**To do**
a) Set down the section of the article on the M&S toilet paper claims from "On closer inspection, the" to "you can see.", copying it word for word.
b) Condense the paragraph of the M&S toilet paper article that begins "On closer inspection" into a single shorter sentence that keeps its main facts.

**Selected passage**
______

Allah Vera: M&S respond to claims Arabic name of God appears on toilet paper
Supermarket giant M&S has hit back at claims its Aloe Vera toilet paper was branded with the Arabic name for God after a video purporting to show evidence of the claim went viral on social media.
The response comes after calls for a Marks & Spencer boycott followed the alleged discovery of the word “Allah” on the supermarket’s own brand toilet tissue.In a video circulating on social media, a unidentified man – who is believed to be Muslim – urges fellow followers of the faith to halt shopping at the high street retailer and to boycott the brand after displaying toilet paper that he claims bears the name of God in Arabic.
On closer inspection, the loo roll does indeed have an imprint design repeated throughout its 3-ply sheets which loosely resembles the Arabic script for the word “Allah”, but it isn’t clear if this is just a coincidence or deliberate malice during the manufacturing process.
Speaking over the short video while filming, the seemingly offended man states:
“Recently I bought toilet tissue from Marks & Spencer and subhan’Allah (Glory to God) when I opened one of them, it has the name of Allah, as you can see.
“So please brothers and sisters, prevent yourselves from buying this toilet tissue, or try to boycott Marks & Spencers, insha’Allah (God willing) because every toilet tissue has the name of Allah on it.”

______

**Data listing**
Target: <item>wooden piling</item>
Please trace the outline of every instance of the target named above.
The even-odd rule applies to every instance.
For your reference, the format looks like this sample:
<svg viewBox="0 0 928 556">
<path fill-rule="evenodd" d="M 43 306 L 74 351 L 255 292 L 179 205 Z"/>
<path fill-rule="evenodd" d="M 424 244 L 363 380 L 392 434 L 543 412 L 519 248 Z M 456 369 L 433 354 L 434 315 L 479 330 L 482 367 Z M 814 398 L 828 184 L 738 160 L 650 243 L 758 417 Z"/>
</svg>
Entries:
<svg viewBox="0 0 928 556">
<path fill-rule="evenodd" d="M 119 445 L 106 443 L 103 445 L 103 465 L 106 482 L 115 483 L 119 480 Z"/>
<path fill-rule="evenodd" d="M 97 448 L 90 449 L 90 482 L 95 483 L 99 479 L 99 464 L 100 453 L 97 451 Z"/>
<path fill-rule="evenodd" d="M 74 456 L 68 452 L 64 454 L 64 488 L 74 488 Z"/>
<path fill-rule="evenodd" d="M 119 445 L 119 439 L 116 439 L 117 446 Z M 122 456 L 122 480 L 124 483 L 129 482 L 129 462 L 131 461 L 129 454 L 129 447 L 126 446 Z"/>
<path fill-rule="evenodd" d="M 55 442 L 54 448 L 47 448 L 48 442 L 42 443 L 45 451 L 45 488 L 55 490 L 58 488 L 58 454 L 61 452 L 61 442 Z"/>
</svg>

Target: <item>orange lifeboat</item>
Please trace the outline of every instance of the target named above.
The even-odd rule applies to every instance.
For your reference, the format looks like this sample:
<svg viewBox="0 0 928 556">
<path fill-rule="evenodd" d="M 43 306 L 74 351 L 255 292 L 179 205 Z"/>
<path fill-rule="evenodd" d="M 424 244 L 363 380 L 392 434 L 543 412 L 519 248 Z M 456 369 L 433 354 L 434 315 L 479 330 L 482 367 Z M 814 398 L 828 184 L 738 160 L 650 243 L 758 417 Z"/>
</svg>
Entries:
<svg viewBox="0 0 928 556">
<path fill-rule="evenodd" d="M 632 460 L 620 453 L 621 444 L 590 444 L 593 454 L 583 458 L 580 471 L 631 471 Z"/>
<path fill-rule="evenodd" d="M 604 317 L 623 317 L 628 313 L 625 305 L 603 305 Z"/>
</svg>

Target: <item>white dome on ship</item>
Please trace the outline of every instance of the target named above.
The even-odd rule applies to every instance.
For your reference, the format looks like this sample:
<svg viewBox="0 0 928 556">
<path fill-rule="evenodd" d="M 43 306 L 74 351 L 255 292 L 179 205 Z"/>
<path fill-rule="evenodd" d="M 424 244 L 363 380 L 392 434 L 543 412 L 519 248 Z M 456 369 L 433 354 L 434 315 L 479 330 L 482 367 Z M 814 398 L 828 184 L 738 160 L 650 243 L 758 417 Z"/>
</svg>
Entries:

______

**Answers by item**
a)
On closer inspection, the loo roll does indeed have an imprint design repeated throughout its 3-ply sheets which loosely resembles the Arabic script for the word “Allah”, but it isn’t clear if this is just a coincidence or deliberate malice during the manufacturing process.
Speaking over the short video while filming, the seemingly offended man states:
“Recently I bought toilet tissue from Marks & Spencer and subhan’Allah (Glory to God) when I opened one of them, it has the name of Allah, as you can see.

b) The toilet paper's 3-ply sheets carry a repeated imprint design that loosely resembles the Arabic script for "Allah," though it is unclear whether this is coincidence or deliberate malice during manufacturing.